Reproduce verbatim the stretch of the material below from the line containing "the tree in" through the line containing "[(111, 97)]", including both of those lines.

[start RECORDS FOR PROCESSING]

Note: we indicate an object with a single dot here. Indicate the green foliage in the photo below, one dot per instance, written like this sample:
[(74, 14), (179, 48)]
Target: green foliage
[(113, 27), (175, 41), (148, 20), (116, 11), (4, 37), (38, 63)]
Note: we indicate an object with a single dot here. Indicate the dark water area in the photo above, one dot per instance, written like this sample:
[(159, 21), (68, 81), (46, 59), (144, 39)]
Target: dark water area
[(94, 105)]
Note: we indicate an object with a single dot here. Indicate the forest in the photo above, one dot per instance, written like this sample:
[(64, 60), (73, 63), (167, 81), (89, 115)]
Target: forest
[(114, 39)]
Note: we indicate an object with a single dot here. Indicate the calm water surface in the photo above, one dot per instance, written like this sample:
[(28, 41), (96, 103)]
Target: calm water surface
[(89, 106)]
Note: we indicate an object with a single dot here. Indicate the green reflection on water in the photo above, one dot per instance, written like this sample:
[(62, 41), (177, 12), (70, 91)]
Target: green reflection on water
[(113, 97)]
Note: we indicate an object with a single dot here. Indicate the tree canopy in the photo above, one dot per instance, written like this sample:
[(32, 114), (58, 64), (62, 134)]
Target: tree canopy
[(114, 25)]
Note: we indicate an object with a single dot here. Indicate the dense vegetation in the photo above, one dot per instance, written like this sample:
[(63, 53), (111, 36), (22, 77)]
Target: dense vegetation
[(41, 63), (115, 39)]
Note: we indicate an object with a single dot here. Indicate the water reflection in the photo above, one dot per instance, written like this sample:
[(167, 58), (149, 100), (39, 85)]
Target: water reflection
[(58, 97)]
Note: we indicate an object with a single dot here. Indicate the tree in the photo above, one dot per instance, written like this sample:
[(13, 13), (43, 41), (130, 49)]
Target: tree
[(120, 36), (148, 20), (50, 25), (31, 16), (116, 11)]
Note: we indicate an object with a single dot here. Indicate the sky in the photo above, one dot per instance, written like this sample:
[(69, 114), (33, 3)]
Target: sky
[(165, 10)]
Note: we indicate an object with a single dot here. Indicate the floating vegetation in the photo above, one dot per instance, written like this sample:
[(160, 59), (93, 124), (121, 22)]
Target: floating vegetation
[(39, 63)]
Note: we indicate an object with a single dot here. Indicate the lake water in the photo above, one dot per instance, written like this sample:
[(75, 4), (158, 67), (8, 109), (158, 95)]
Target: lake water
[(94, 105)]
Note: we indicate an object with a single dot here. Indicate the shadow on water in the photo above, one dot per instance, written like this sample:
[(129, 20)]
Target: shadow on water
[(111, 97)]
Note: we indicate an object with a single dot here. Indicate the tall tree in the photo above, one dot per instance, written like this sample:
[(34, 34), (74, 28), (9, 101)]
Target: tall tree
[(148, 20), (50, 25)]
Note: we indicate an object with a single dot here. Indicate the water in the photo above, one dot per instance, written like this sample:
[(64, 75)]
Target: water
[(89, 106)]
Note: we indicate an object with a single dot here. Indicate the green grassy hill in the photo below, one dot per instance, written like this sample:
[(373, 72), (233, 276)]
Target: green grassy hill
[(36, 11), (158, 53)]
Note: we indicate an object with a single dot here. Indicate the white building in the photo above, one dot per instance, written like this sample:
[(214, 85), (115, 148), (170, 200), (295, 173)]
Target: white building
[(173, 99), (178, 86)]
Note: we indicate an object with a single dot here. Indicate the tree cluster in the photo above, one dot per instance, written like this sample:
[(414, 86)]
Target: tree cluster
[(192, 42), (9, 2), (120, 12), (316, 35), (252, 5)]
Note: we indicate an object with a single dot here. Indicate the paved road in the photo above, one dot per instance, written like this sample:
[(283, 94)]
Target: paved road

[end RECORDS FOR PROCESSING]

_WRITTEN RESPONSE:_
Note: we indicate an object with a single dot here. Indicate the tree in the photo above, one dot per instance, written like this sample:
[(13, 13), (43, 41), (130, 49)]
Target: tree
[(120, 36), (148, 20), (50, 25), (31, 16), (116, 11)]
Note: we indicate an object with a single dot here. Indicate the sky in the photo above, one dot per instance, written like this sample:
[(69, 114), (33, 3)]
Target: sky
[(165, 10)]
Note: we indicate an object with a single dot here. Indicate the floating vegetation in the photo above, one dot per instance, written like this sample:
[(160, 59), (93, 124), (121, 22)]
Target: floating vegetation
[(39, 63)]
Note: we indicate an object with a single dot here. Indicate the lake water in the photo above, one dot per instance, written like this sample:
[(75, 4), (158, 67), (8, 109), (158, 95)]
Target: lake water
[(94, 105)]
Note: we indicate an object with a single dot here. Indicate the shadow on water in the photo above, one dot per instance, written like this sample:
[(129, 20)]
Target: shadow on water
[(111, 97)]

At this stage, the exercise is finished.